=== RECORDS SHOWN ===
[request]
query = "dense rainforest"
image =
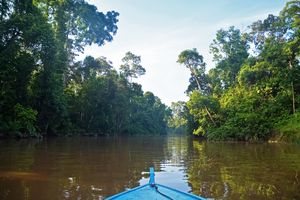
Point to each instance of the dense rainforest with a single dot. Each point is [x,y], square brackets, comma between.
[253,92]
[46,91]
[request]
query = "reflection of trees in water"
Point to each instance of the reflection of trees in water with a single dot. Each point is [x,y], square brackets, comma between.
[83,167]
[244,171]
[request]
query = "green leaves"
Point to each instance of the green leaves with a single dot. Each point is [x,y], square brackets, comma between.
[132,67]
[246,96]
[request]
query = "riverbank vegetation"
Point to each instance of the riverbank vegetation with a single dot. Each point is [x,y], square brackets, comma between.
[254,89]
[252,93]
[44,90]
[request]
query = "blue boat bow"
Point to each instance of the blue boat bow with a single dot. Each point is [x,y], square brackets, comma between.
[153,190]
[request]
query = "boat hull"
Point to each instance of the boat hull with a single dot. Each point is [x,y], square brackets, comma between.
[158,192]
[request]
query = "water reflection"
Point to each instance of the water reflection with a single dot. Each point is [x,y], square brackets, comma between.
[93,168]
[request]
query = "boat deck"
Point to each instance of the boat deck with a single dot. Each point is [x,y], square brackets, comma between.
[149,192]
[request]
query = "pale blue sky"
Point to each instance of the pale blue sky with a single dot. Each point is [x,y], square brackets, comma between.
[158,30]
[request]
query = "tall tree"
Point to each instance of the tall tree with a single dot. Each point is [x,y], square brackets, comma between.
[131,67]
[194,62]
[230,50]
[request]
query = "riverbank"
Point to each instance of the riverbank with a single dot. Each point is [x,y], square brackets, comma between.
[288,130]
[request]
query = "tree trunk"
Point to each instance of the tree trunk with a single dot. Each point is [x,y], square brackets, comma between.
===
Identify every line in the records above that contains the word "water" and reproduce each of those lines in full.

• SOLUTION TO THIS TASK
query = "reflection of trees in water"
Point to each instance of the reflection of trees in water with a single dot. Each point is [x,y], square brackets, comma between.
query = "water reflection"
Point to each instance of the water reflection with a single dot. Each point is [x,y], square brackets, comma between.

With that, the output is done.